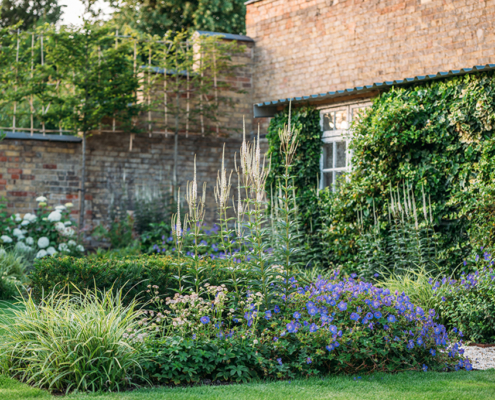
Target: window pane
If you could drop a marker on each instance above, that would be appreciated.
(357, 113)
(327, 179)
(341, 119)
(328, 155)
(328, 121)
(341, 155)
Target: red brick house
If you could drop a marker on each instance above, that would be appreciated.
(334, 54)
(339, 54)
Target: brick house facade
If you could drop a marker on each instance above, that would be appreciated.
(338, 54)
(328, 53)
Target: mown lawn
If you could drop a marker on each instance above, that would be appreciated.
(412, 386)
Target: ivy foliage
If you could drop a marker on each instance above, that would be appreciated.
(305, 168)
(437, 136)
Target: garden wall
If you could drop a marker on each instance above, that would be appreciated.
(305, 47)
(31, 168)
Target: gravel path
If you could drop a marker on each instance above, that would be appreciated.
(481, 358)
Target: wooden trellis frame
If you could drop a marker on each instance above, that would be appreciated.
(189, 94)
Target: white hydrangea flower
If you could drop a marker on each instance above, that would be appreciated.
(43, 242)
(54, 216)
(29, 217)
(17, 232)
(22, 247)
(6, 239)
(68, 232)
(63, 247)
(41, 254)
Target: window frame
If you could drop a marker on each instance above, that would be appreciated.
(338, 135)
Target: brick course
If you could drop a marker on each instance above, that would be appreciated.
(110, 166)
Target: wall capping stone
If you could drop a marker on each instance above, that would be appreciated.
(39, 136)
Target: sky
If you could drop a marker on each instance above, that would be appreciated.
(74, 10)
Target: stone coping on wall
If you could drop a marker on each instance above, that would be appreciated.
(39, 136)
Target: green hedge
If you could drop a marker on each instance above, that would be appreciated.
(132, 273)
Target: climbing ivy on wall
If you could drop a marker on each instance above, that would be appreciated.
(439, 136)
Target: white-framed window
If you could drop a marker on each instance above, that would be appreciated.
(336, 156)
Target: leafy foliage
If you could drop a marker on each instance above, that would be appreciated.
(132, 273)
(158, 17)
(468, 302)
(73, 342)
(28, 13)
(304, 171)
(327, 327)
(438, 136)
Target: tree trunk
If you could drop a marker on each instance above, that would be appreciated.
(83, 184)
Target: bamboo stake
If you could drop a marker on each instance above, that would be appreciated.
(187, 92)
(202, 121)
(15, 86)
(165, 97)
(149, 90)
(116, 45)
(216, 90)
(32, 74)
(42, 101)
(131, 137)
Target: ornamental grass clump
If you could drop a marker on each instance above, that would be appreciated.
(468, 303)
(89, 341)
(339, 325)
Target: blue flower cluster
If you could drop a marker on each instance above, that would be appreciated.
(340, 310)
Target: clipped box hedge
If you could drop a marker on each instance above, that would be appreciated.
(132, 273)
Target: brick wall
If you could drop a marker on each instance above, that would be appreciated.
(313, 46)
(30, 168)
(149, 164)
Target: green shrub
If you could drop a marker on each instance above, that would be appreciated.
(330, 326)
(439, 136)
(74, 342)
(415, 283)
(468, 304)
(12, 274)
(131, 274)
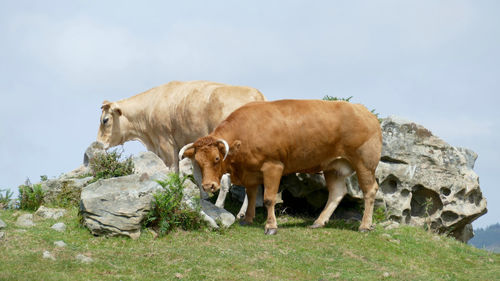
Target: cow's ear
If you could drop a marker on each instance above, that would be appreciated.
(235, 147)
(116, 108)
(106, 105)
(118, 111)
(189, 153)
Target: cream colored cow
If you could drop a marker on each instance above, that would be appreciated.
(168, 117)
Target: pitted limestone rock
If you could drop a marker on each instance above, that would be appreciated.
(422, 180)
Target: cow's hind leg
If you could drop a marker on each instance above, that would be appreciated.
(369, 186)
(272, 173)
(335, 183)
(251, 192)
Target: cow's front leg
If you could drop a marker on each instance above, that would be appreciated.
(272, 172)
(252, 197)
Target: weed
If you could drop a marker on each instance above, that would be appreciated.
(30, 196)
(108, 165)
(5, 198)
(330, 98)
(169, 212)
(427, 206)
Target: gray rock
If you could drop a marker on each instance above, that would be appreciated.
(149, 163)
(48, 255)
(83, 259)
(49, 213)
(91, 151)
(25, 220)
(61, 227)
(60, 244)
(80, 172)
(117, 206)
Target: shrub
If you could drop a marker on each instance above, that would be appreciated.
(5, 198)
(30, 197)
(169, 212)
(330, 98)
(108, 165)
(379, 214)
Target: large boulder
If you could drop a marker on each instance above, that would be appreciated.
(423, 181)
(117, 206)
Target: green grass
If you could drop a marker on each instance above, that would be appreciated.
(242, 253)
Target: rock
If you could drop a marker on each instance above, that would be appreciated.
(48, 255)
(218, 214)
(61, 227)
(60, 244)
(192, 193)
(81, 172)
(117, 206)
(415, 167)
(63, 191)
(147, 162)
(49, 213)
(25, 220)
(83, 259)
(386, 235)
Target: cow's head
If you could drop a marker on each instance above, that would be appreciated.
(109, 130)
(210, 154)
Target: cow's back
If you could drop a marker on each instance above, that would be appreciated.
(303, 134)
(193, 109)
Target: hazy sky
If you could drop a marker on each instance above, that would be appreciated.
(434, 62)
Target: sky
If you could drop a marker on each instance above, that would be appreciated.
(436, 63)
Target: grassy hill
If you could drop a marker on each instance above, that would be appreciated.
(487, 238)
(241, 253)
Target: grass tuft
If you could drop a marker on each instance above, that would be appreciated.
(169, 212)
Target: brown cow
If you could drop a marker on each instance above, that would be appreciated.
(271, 139)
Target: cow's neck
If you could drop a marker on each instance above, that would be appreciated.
(135, 123)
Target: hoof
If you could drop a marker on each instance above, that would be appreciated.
(271, 231)
(316, 225)
(245, 223)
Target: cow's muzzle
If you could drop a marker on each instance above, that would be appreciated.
(210, 187)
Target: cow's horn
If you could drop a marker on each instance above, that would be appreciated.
(226, 146)
(184, 148)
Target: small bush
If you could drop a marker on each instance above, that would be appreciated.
(30, 197)
(379, 215)
(108, 165)
(330, 98)
(169, 212)
(5, 198)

→ Brief
Starting at the line above that holds "Target: weed" and ending at the line that holds "Target: rock", transcribe each line exactly and include no other lines.

→ Your solution
Target: weed
If you could drop a marker on each instance above, that would be appreciated.
(30, 196)
(108, 165)
(5, 198)
(330, 98)
(169, 212)
(427, 206)
Target: gray rock
If you could drop a marker on each instance above, that would be appreciated.
(149, 163)
(48, 255)
(83, 259)
(49, 213)
(91, 151)
(25, 220)
(61, 227)
(60, 244)
(80, 172)
(117, 206)
Target: shrub
If you could drop a marker on each instance above, that would be appreciated.
(5, 198)
(30, 197)
(169, 212)
(330, 98)
(108, 165)
(379, 214)
Target: large boulder
If you could drop a marker on each instance above, that would be appreciated.
(423, 181)
(117, 206)
Target: green grass
If you could drop a marker on each instance above, that would be appreciated.
(242, 253)
Target: rock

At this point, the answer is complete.